• Extract provided:
# Windows 10 Boot Config Data Missing, Error 0xc000014c



## franciscomndrin

Four days ago I decided I needed to backup my computer so I downloaded easeus todo backup free and let it work. While it was backing up I did some general spring cleaning, ran disk cleanup, got rid of old downloads. Then randomly my computer crashed, restarted up to a blue screen saying:

Your PC/Device needs to be repaired
The Boot Configuration Data for your PC is missing or contains errors.
file:\Boot\BCD
Error code: 0xc000014c

I can no longer boot into windows.

I didn't create a recovery tool but I used my bootcamped macbook and windows media creation tool to put a windows 10 installer on a usb. I've been trying to use the repair options within the installer but nothing has worked so far:

- Start up repair doesn't work, get the message "startup repair couldn't repair your PC"

- I've also tried a couple of things in command prompt, sfc /scannow, but it hasn't worked either, maybe I'm not doing it right I'm not sure.

I'm not sure what else I can do, some help would really be appreciated!

Also, I'm running windows 10, upgraded from windows 7, on a custom built computer.


----------



## OldGrayGary

Hi ... and welcome to the forums ...

Since the Startup Repair didn't work, try the following method. It was suggested by a Microsoft engineer Sayan Ghosh in a post similar to yours last October (in a different forum) ...

***Please make extra sure beforehand that the *version* and *bit-depth* of Windows on your Windows 10 boot media matches the installed version exactly***

1) Use your *bootable Windows 10 USB* to start the computer.
2) Choose the keyboard language, etc. then go to *Repair your computer*
3) Select *TroubleShoot*
4) Select *Advanced Options*
5) Select *Command Prompt*
6) Type *chkdsk /f /r* *C*: [where *C is the drive letter of your system drive*]

When the disk check has finished, use the following commands (at the command prompt) to rebuild the BCD store:
1) *bootrec /scanos*
2) *bootrec /rebuildbcd*
3) *bootrec /fixmbr*
4) *bootrec /fixboot*

Let us know if this doesn't help: there are other things we can try.


----------



## franciscomndrin

Hi Gary

I should have mentioned this, but I'm using an ssd, it is safe to run check disk?

I tried the boot rec commands

- bootrec /scanos: found 1 installation on my e drive.

• Set task: Continue the Windows 10 boot error thread from its final line. The lines after this have nothing to do with the Windows 10 boot error thread.

• Source excerpt:
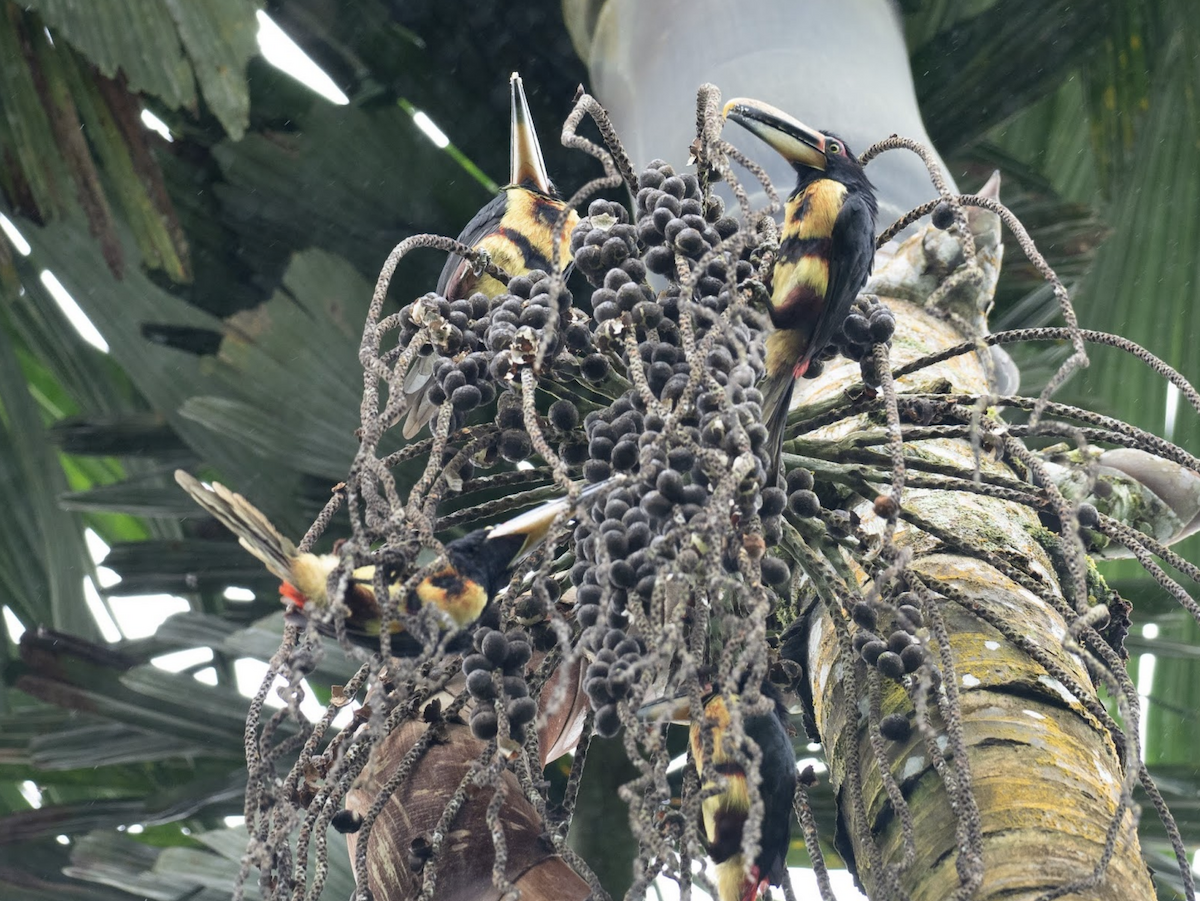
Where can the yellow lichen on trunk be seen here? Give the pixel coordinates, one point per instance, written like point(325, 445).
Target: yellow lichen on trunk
point(1044, 770)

• Response:
- bootrec /rebuildbcd: found 1 installation again, but when I tried to add it to the boot list it said "The requested system device cannot be found"

- bootrec /fixmbr: the operation completed successfully

- bootrec /fixboot: the operation completed successfully

After this when I tried to boot into windows I got the same error message, and now when I try to boot from the usb installer I get the same message, error 0xc000000f. I'm going to use to media creation tool to put the installer on the usb again.


----------



## OldGrayGary

Hi again 

Yes, it's OK to run check disk on an SSD. However, I imagine we can limit the command to only using the /f parameter (rather than the /r parameter, or - somewhat redundantly, using both) ... the /f parameter only looks for file errors and attempts to fix them, it doesn't perform the "surface scan" - which actually does check for surface errors on a regular hard drive ... so far, my reading tells me that it likely just checks for the SSD version of "bad blocks" when it is run on an SSD. I think that many SSDs already have wear-leveling and TRIM going on, so I imagine we'd normally not have to use the /r parameter for chkdsk (perhaps never)....

I think that Check Disk has a decent chance of helping (I'm hoping that either it will or the "rebuildbcd" will) ... since the error is due to either a faulty or missing boot file.

If you boot the computer with the bootable USB, and get to the command prompt, go ahead and run the chkdsk /f command first. When that finishes successfully, from the same command prompt, this time simply type bootrec.exe and press Enter on your keyboard. I believe it will automatically rebuild BCD.

See if that does it.
_______________

Tell you what, I'll give you the next step to take, too... just in case the rebuild doesn't fix things.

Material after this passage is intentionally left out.